### Extrait du texte
* * * * * * * * *

Le conceptuel intéresse d'abord directement l'esthétique en elle-même, puisque cette discipline ne se borne pas à constater des faits pris un par un, mais opère entre eux des rapprochements, dégage des caractères communs, définit des genres, tels que styles, catégories esthétiques, genres littéraires, etc., et envisage des essences, des processus pris généralement. L'esthétique, comme les sciences ou la philosophie, est par nature conceptuelle.
Mais le conceptuel se rencontre aussi dans l'art. On peut le trouver dans des œuvres et même beaucoup ont un contenu de concepts. On peut le trouver aussi dans la pensée de l'artiste créant son œuvre, par exemple quand il part d'une idée abstraite pour la mettre en jeu ou l'illustrer par une œuvre, quand l'élaboration comporte des phases de méditation et de calculs, etc.
Le terme d'art conceptuel désigne un mouvement artistique né aux Etats-Unis vers 1965, et suivi en Angleterre par des artistes qui fondent la revue Art Language. Les artistes de ce mouvement ne veulent ni « représenter » ni « exprimer ». Ils exposent des « propositions artistiques », qui, toutes, sont à la recherche de l'idée de l'art (une de ces « propositions » est celle, célèbre, de Kossuth : Art as idea as idea).

* * * * * * * * *

### Données enregistrées
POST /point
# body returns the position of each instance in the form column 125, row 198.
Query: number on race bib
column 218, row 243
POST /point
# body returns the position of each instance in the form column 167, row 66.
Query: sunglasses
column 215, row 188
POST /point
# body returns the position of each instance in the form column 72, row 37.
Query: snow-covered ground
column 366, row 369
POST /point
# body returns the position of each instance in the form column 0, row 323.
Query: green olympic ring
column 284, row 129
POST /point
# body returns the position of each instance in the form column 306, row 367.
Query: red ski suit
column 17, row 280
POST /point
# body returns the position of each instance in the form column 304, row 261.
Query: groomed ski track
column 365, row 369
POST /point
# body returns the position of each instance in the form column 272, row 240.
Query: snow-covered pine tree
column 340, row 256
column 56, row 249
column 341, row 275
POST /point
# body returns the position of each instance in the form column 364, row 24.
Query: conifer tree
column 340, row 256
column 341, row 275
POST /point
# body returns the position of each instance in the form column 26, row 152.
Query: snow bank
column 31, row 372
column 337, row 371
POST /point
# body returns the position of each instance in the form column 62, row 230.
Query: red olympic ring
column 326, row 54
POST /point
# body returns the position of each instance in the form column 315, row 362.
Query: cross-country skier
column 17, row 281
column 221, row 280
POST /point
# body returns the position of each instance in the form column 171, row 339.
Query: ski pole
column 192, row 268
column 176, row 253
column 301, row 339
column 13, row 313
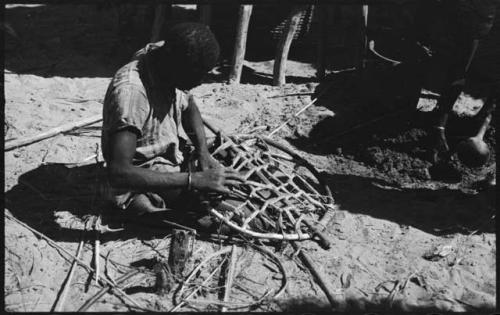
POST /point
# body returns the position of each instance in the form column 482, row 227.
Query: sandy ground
column 393, row 211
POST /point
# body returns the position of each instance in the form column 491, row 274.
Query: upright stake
column 205, row 11
column 244, row 14
column 284, row 45
column 322, row 41
column 159, row 20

* * * * * * * * *

### Travail à faire
Rédigez la suite du texte sur le conceptuel en esthétique et dans l'art, en reprenant après sa dernière phrase.

### Résultat final
L'artiste conceptuel ne prend comme objectif exclusif de sa création que l'idée de l'art, le concept d'art; Son but est d'explorer l'art dans son fonctionnement. Aussi l'art conceptuel est-il caractérisé par une attitude analytique à l'égard de sa propre activité. La « proposition artistique » a également un caractère tautologique : elle est comparable à une équation mathématique dont les deux termes s'auto-vérifient. Ainsi la « proposition » de Kossuth « One and three chairs » présente-t-elle au centre une chaise, à gauche sa photographie grandeur nature, et à droite une définition du mot « chaise ».
Si l'intérêt de cet art .semble être celui de provoquer notre réflexion sur la nature de l'art par des questions qu'il ne peut manquer de nous poser de manière cruciale, les artistes de ce mouvement semblent s'épuiser en une tentative éperdue - et à la limite impossible - de définition ontologique de l'art. Ces artistes semblent être des « mystiques » (pour employer l'expression de l'un d'eux, Sol Lewitt, particulièrement lucide) qui tentent de parvenir à des conclusions inaccessibles à la logique et à la seule rationalité.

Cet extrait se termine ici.